### Written request
Write the next part of the blog post about Latvian flora, cryptopods and a UFD, starting right after its last sentence.
***** Selection
Unidentified Flying Dinosaur/Mystery Flora/Cryptopod Triple-Header: Latvian Loverlies!

Back from drooling over some lovely Latvian geology? Just about got your chin dry? Well, bust out a fresh napkin, my darlings, because I have some really fine flora, cryptopods, and a UFD from RQ’s beautiful Baltic nation! She has some really excellent photographic skills. I’ve been smiling over these ever since I got them, and there’s some more that are even cuter!

First up: our UFD, posing with a young child.

Image shows a white arch with a black wrought-iron gate in the background. In the foreground is a child stomping toward the bird on the patio in the middle-left.
UFD I. Image copyright RQ. All rights reserved.

I love how that UFD’s playing it cool, looking away like, “Yeah, if I can’t see the kid, maybe the kid won’t run at me shouting ‘Rawrr!’ Although since I’m a dinosaur, ‘Rawr!’ is the appropriate thing to shout.”
**********
***** Supplied information
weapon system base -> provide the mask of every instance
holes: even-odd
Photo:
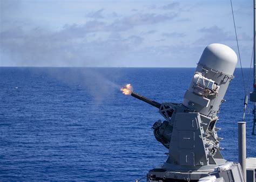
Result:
**********
### Result
Here’s a cropped version, showing the bird a little closer:

Crop of the previous image showing only the bird, which is a sort of grayish-beige with white and dark brown bars in its tail and wings. It's feet look huge.
UFD II. Image copyright RQ. All rights reserved.

Love it!

Next up: a fabulous flower and an adorable little insect:

Image shows a closed flower that appears to be a feathery tulip bud, cream with magenta splotches. A tiny black fly with clear wings is perched dantily on the edge.
Mystery Flora/Cryptopod I. Image copyright RQ. All rights reserved.

I love it when you get that nice black background to a bright flower. RQ has the eye for floral photography! And cryptopods.

Here’s a crop so you can see our cryptopod better:

Crop of the previous image, showing only a portion of the flower, with the cryptopod perched on the tip of a petal.
Mystery Flora/Cryptopod II. Image copyright RQ. All rights reserved.

How cool are the feathery textures on those petals! And those little water-droplets! I love it too much!

I figure that cryptopod either isn’t going to be much of a challenge, or will be too generic to ID easily, so I’m including a SECOND flora/cryptopod pair. You are welcome.

Image shows a magenta flower with many long, slender petals, and a yellow center that looks like a deep shag carpet. There is a little green and black beetle hanging out on the center.
Mystery Flora/Cryptopod III. Image copyright RQ. All rights reserved.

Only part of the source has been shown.